▼

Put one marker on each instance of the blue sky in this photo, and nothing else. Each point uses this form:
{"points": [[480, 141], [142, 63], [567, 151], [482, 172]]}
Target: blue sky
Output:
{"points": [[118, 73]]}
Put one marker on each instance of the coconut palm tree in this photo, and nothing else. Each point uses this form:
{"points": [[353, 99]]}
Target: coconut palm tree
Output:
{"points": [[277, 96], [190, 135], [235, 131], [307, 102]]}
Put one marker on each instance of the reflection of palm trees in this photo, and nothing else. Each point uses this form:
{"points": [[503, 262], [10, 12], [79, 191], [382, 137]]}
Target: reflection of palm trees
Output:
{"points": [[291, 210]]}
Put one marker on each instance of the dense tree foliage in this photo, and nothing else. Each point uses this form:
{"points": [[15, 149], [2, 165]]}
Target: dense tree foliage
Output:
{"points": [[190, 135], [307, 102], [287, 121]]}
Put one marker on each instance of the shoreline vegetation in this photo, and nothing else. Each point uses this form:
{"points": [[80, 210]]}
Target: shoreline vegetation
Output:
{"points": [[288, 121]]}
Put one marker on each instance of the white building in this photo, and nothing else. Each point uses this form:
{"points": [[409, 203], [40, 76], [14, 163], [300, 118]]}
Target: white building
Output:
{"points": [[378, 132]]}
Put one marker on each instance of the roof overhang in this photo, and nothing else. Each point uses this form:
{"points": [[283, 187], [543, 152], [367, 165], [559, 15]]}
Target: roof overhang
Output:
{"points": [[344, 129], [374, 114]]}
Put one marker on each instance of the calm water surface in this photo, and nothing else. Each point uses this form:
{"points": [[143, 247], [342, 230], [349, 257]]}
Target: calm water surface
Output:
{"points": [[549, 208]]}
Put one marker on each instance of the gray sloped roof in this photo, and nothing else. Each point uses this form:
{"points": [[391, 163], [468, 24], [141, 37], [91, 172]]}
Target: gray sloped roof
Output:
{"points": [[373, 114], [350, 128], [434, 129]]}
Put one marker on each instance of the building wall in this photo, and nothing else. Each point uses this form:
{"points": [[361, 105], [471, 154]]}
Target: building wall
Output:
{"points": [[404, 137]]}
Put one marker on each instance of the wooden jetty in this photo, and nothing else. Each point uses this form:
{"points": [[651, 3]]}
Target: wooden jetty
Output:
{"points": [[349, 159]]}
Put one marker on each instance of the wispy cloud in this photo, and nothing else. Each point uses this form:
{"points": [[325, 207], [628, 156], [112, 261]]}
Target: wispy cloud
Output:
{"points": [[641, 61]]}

▲

Given exercise ::
Give back exactly the lines from the line containing "Put one marker on each instance of the gray" to the end of the entries, and no other lines.

Written response ::
Put one marker on each instance of the gray sloped roof in this photo, and nothing else. Each point uses this form:
{"points": [[391, 163], [468, 24], [141, 37], [91, 172]]}
Target: gray sloped roof
Output:
{"points": [[373, 114], [350, 128], [434, 129]]}
Put one marker on each instance of the building wall in this photo, and nothing else. Each point uses this form:
{"points": [[361, 105], [471, 154]]}
Target: building wall
Output:
{"points": [[404, 137]]}
Put one marker on each instance of the wooden jetty in this photo, and nothing else. Each point uses this form:
{"points": [[651, 3]]}
Target: wooden jetty
Output:
{"points": [[349, 159]]}
Put one marker on each instance of the wispy cloud in this photo, and nothing else. Each point uses this form:
{"points": [[325, 207], [628, 156], [112, 261]]}
Target: wispy cloud
Output:
{"points": [[641, 61]]}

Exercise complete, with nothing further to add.